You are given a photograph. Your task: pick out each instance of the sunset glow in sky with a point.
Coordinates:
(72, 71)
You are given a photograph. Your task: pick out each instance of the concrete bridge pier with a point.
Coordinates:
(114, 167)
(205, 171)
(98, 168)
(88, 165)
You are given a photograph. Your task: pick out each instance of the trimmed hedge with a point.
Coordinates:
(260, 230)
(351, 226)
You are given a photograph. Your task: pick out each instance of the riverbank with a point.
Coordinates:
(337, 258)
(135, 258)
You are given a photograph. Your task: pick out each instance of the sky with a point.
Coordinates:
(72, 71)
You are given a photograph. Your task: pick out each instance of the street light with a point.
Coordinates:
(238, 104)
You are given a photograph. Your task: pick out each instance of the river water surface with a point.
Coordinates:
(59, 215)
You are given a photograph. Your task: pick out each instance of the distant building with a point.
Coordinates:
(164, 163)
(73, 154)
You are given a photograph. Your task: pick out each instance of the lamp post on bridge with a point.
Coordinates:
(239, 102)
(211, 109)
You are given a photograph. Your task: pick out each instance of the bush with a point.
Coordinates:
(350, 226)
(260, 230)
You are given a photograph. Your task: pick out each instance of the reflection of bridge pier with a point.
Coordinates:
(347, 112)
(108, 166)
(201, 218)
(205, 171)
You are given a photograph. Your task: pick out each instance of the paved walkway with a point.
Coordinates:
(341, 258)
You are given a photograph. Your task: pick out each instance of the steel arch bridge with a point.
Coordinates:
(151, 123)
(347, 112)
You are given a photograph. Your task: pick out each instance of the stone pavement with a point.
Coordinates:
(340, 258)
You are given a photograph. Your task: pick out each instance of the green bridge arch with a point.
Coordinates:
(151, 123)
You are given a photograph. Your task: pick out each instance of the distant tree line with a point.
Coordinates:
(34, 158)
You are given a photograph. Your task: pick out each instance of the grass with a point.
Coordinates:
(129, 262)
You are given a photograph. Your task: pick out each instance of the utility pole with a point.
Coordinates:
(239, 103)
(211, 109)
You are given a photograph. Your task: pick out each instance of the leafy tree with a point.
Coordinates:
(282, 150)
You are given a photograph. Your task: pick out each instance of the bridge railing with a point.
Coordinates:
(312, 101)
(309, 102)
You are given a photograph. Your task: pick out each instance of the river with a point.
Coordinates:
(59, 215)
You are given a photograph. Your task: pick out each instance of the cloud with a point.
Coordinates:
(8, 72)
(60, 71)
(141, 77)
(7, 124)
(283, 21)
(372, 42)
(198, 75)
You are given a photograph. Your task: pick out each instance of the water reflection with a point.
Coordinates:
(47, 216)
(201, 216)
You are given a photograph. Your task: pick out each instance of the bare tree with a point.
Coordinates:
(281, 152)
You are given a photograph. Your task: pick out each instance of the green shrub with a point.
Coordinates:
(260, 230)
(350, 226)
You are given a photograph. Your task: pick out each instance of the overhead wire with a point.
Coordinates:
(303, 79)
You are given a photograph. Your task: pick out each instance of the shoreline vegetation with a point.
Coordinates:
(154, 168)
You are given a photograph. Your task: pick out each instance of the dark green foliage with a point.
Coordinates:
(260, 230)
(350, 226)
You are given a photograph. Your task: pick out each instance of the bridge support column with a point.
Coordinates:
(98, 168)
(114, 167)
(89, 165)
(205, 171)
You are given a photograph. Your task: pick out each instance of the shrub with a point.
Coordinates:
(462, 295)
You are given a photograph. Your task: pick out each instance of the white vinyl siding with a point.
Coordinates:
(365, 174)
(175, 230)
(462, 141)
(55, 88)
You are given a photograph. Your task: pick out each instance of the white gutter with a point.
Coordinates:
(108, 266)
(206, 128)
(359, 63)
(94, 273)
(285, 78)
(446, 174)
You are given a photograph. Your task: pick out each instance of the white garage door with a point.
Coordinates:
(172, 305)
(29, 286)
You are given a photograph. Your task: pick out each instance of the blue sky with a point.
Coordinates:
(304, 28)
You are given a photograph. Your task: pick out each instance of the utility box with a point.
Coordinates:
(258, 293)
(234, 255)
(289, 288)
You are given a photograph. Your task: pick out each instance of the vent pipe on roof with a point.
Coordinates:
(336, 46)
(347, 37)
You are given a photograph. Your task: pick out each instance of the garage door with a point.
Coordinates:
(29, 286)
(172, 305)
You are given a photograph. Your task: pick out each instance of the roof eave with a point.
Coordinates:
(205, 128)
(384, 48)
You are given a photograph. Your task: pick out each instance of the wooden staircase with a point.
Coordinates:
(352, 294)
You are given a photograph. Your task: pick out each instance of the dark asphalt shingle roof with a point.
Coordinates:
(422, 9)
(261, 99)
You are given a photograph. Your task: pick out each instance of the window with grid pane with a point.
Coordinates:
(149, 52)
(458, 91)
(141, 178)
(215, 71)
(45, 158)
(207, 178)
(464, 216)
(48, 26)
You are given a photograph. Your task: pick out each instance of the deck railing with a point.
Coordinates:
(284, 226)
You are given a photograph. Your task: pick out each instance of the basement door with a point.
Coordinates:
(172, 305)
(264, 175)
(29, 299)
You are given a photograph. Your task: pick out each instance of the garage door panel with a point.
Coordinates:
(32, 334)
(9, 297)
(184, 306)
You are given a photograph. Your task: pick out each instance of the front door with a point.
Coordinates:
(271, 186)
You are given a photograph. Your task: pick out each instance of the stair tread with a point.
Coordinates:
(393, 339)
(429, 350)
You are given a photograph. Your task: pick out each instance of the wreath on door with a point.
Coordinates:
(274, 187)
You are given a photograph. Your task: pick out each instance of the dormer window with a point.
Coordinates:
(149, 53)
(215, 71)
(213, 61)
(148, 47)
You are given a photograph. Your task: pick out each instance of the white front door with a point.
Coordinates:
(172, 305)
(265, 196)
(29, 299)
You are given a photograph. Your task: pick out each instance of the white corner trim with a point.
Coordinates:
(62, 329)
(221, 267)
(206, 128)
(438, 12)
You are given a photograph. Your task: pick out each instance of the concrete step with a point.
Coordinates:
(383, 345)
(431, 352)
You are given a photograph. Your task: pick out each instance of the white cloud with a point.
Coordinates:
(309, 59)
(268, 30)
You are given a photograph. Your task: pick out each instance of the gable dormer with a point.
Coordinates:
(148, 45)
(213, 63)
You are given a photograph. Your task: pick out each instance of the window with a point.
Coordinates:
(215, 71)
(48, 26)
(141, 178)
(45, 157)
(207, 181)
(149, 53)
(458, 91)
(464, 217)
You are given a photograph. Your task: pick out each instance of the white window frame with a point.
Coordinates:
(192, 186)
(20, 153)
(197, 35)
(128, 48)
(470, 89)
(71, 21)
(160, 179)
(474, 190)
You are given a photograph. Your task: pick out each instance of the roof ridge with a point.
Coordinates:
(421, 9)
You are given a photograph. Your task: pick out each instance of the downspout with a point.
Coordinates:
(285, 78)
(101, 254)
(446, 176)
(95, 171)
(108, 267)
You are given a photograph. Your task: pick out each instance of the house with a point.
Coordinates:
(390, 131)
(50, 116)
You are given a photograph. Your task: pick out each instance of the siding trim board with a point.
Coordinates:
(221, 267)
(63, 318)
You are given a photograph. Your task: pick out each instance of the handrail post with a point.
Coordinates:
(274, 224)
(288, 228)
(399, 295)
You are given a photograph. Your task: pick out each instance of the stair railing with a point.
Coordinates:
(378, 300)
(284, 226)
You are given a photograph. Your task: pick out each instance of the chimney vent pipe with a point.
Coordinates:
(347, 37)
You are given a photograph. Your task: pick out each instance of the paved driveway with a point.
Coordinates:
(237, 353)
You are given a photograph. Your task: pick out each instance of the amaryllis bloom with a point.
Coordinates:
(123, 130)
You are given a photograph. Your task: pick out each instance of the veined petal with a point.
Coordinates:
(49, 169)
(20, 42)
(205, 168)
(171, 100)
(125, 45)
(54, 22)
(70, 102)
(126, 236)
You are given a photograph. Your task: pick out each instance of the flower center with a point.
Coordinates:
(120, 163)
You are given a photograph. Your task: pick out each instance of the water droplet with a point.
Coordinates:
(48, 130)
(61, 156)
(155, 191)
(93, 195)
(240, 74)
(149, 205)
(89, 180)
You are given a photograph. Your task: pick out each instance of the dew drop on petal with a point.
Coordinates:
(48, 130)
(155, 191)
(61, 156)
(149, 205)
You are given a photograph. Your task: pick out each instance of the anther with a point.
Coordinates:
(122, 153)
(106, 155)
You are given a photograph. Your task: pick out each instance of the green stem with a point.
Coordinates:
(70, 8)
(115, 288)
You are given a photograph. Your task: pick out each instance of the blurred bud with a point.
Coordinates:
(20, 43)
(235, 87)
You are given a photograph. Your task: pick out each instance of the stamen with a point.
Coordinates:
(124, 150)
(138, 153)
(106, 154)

■ ■ ■ ■ ■

▶ _Request_: Please print unchanged every line of the records, starting at the line that contains "anther with a point." and continuing through the last line of the records.

▶ _Response to the exercise_:
You are given a photograph. Your task: pick out each instance of the anther with a point.
Coordinates:
(122, 153)
(106, 155)
You are given a photograph. Your task: pick out each instance of the green stem with a point.
Coordinates:
(70, 8)
(115, 288)
You are given a photograph. Your task: pick out each instance of the blurred bud with a point.
Coordinates:
(20, 43)
(235, 87)
You are given a photograph. Your task: pick out each instance of the stamen with a point.
Coordinates:
(124, 150)
(138, 153)
(106, 154)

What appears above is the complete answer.